Task brief:
Copy every entry below word for word, leaving out the pictures.
───
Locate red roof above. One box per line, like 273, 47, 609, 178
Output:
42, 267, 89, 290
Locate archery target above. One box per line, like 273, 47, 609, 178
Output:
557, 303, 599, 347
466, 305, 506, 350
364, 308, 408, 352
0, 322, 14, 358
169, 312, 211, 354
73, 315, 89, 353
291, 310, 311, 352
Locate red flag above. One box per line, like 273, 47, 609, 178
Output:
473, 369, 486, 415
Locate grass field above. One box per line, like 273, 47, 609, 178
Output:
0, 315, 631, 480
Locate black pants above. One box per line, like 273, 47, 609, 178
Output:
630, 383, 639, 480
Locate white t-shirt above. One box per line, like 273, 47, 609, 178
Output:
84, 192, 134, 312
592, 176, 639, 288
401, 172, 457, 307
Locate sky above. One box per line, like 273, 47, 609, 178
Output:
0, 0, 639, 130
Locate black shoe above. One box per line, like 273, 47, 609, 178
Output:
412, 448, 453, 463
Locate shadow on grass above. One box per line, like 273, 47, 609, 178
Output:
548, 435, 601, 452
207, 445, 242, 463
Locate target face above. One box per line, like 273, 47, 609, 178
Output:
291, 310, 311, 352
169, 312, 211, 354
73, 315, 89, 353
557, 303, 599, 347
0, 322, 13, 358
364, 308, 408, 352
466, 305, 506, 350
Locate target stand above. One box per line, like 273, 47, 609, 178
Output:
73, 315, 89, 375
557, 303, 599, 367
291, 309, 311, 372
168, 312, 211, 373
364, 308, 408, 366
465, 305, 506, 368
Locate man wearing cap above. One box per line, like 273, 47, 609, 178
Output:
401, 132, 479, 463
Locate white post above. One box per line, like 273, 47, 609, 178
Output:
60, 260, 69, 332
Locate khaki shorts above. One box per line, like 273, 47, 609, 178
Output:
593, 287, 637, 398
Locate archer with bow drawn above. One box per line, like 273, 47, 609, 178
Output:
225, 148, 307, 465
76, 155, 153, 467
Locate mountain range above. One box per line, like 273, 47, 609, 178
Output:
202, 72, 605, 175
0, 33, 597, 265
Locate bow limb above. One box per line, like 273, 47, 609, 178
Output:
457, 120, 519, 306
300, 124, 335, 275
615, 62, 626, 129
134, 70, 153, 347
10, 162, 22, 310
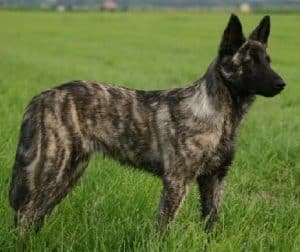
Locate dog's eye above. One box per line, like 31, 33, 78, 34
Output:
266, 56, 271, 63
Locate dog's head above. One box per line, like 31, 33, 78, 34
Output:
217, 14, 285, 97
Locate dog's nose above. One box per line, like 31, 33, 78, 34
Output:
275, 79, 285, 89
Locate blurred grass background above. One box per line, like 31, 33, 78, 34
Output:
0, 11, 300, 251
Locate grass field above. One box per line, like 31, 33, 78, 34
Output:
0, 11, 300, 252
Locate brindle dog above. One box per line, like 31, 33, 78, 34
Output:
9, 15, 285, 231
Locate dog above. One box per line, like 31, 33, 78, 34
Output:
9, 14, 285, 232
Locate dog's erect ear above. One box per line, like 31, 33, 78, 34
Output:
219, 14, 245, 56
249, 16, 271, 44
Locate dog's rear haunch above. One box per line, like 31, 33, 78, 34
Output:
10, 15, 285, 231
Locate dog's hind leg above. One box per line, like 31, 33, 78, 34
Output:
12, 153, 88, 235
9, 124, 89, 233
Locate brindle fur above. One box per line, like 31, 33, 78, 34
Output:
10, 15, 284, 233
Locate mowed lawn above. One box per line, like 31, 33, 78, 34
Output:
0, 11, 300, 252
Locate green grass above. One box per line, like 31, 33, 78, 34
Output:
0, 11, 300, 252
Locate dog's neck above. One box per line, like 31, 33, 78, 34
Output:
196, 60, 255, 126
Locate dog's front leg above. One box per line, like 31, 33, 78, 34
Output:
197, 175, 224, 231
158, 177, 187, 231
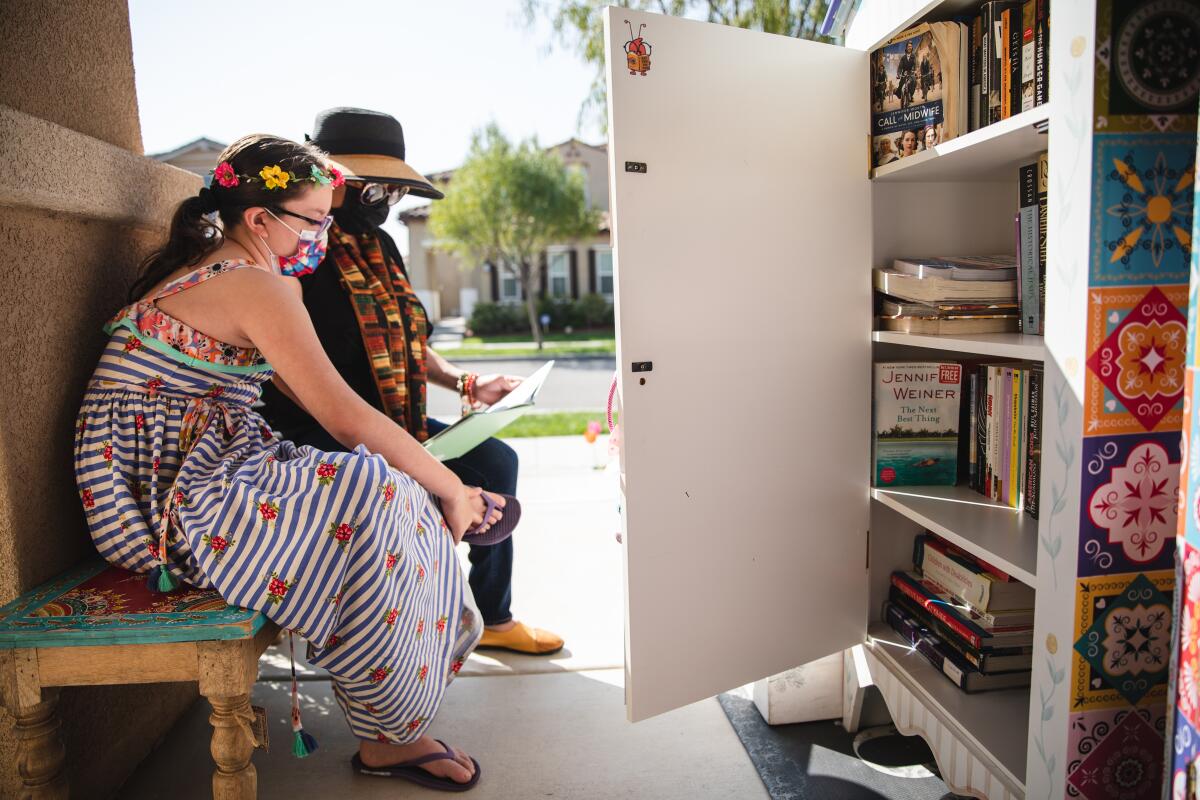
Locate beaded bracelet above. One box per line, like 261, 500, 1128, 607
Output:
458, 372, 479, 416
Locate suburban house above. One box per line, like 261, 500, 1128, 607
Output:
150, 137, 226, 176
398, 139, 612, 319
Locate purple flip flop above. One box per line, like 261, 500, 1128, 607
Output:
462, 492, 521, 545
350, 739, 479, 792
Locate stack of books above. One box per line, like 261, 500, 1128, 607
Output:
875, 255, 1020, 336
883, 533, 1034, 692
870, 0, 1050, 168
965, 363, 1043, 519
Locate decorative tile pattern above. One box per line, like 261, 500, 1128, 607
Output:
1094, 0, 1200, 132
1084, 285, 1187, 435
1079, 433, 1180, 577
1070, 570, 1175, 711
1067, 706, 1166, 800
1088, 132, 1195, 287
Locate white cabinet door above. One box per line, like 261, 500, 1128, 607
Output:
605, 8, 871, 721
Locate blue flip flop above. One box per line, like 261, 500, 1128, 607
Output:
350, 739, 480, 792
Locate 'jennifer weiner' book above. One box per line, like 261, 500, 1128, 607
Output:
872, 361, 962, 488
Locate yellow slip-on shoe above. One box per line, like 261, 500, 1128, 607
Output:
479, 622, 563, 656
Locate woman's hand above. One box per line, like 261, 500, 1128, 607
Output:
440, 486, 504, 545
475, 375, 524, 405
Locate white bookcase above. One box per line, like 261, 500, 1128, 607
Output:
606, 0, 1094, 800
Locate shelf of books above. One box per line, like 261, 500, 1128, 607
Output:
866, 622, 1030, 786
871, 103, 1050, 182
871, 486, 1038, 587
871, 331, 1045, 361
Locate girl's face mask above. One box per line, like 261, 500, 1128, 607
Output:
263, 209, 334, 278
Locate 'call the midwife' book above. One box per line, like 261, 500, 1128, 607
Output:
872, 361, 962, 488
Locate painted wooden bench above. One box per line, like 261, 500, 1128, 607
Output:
───
Answer to this exercise:
Locate red roof above. One box per line, like 273, 47, 609, 178
Output:
42, 267, 89, 290
Locate archery target above. One box per line, like 273, 47, 609, 178
Output:
557, 303, 599, 347
466, 305, 506, 350
364, 308, 408, 352
0, 322, 14, 358
169, 312, 211, 354
73, 315, 89, 353
291, 310, 311, 352
Locate red flag above. One box per line, like 273, 47, 609, 178
Output:
473, 369, 486, 415
Locate grass field above. One box per line, like 273, 47, 609, 178
Output:
0, 315, 631, 480
Locate black pants above. One box per line, like 273, 47, 609, 178
Output:
630, 383, 639, 480
Locate white t-shirt above. One box per line, like 273, 47, 609, 178
Output:
84, 192, 134, 312
592, 176, 639, 288
401, 172, 457, 307
Locate sky above. One box per line, like 273, 47, 609, 178
Output:
0, 0, 639, 130
Locate black shoe above. One box per line, like 273, 47, 609, 178
Output:
412, 448, 453, 463
Locate shadow on grass above. One box per line, like 273, 47, 609, 178
Output:
548, 435, 601, 452
207, 445, 242, 463
Locate target face above. One box per line, like 273, 47, 609, 178
Output:
291, 310, 311, 352
169, 312, 211, 354
73, 315, 89, 353
557, 303, 599, 347
0, 322, 13, 358
364, 308, 408, 352
466, 305, 506, 350
Locate target stand above. One box per line, like 273, 47, 609, 178
Output:
73, 315, 89, 375
557, 303, 599, 367
291, 309, 311, 372
168, 312, 211, 373
364, 308, 408, 366
465, 305, 506, 368
Locate man wearing cap above. One box per line, like 273, 47, 609, 178
Output:
401, 132, 479, 463
Locate white post above. One box per line, like 273, 47, 609, 178
Output:
60, 260, 69, 332
Locate khaki shorts above. One box per line, like 273, 47, 609, 178
Output:
593, 287, 637, 398
Locate archer with bow drawn above. One box per line, like 273, 47, 609, 178
Output:
225, 148, 307, 465
76, 155, 153, 467
Locate mountain range above. One box per line, like 273, 47, 609, 178
Output:
202, 72, 605, 175
0, 33, 597, 265
Locate bow limb above. One box per line, like 273, 47, 609, 178
Output:
457, 120, 519, 306
300, 124, 335, 275
615, 62, 626, 129
134, 70, 153, 347
10, 162, 22, 310
Locate dog's eye above. One box per line, like 31, 33, 78, 34
Output:
266, 56, 271, 63
Locate dog's head above. One box per line, like 31, 33, 78, 34
Output:
217, 14, 285, 97
Locate dog's nose above. One box per line, like 31, 33, 78, 34
Output:
275, 79, 285, 89
Locate blurred grass background above. One box per line, like 31, 33, 78, 34
Output:
0, 11, 300, 251
Locate grass field above. One box per line, like 31, 33, 78, 34
Output:
0, 11, 300, 252
Locate brindle dog above. One box per line, like 31, 33, 78, 34
Output:
9, 15, 285, 231
Locate dog above. One box per line, like 31, 33, 78, 34
Output:
9, 14, 285, 232
Locate dog's erect ear above. One box per line, like 31, 33, 78, 34
Output:
219, 14, 245, 56
249, 16, 271, 44
Locate dog's rear haunch above. One box per line, like 31, 33, 78, 34
Output:
10, 15, 285, 231
Locate dog's hind leg above. One box per line, like 31, 33, 78, 34
Output:
12, 153, 88, 235
9, 124, 89, 233
Locate brindle fur above. One box per line, like 31, 33, 78, 34
Output:
10, 15, 284, 233
Locate mowed lawn above. One box per line, like 31, 33, 78, 34
Output:
0, 11, 300, 252
Locate green grass above. One box per line, like 31, 33, 78, 34
Output:
0, 11, 300, 252
Locate dog's neck above. One box per line, like 31, 33, 78, 34
Output:
196, 60, 255, 126
Locate dog's front leg above. One box per line, like 31, 33, 78, 34
Output:
197, 175, 224, 231
158, 177, 187, 231
Locate beaded bracelet above. One box per line, like 261, 500, 1128, 607
Output:
458, 372, 479, 416
Locate suburban house above. One box per line, like 261, 500, 1128, 607
Output:
150, 137, 226, 176
398, 139, 612, 319
Locate purple flip flop above. One box per line, like 261, 500, 1128, 607
Output:
462, 492, 521, 545
350, 739, 479, 792
Locate stack of books above. One box per line, like 261, 500, 1128, 607
Output:
875, 255, 1020, 336
883, 533, 1034, 692
870, 0, 1050, 168
965, 363, 1043, 519
Locate decorative tile pattern above. One box per line, like 261, 500, 1128, 607
Output:
1094, 0, 1200, 132
1084, 285, 1187, 435
1079, 433, 1180, 577
1070, 570, 1175, 711
1067, 706, 1166, 800
1088, 132, 1195, 287
Locate white cabinet door above. One box per line, like 261, 500, 1128, 607
Output:
605, 8, 871, 721
Locate blue flip flop above. One box per line, like 261, 500, 1128, 607
Output:
350, 739, 480, 792
Locate 'jennifer weiner' book above. One box per line, like 261, 500, 1128, 607
Output:
872, 361, 962, 488
Locate yellow slip-on shoe above. One box per line, like 261, 500, 1128, 607
Output:
479, 622, 563, 656
Locate woman's hand above. One box per line, like 261, 500, 1128, 607
Output:
440, 486, 504, 545
475, 375, 524, 405
Locate white bookcase above. One box per line, like 261, 500, 1128, 607
Output:
606, 0, 1094, 800
Locate shelf of books above. One box per line, like 261, 500, 1128, 607
Output:
866, 622, 1030, 786
871, 103, 1050, 182
871, 486, 1038, 587
871, 331, 1045, 361
Locate girl's face mask above. One box per line, like 261, 500, 1128, 607
Output:
263, 209, 334, 278
Locate 'call the midwife' book above. One box per line, like 261, 500, 1128, 607
Output:
872, 361, 962, 488
Locate painted wooden bench above. One box per line, like 261, 500, 1128, 607
Output:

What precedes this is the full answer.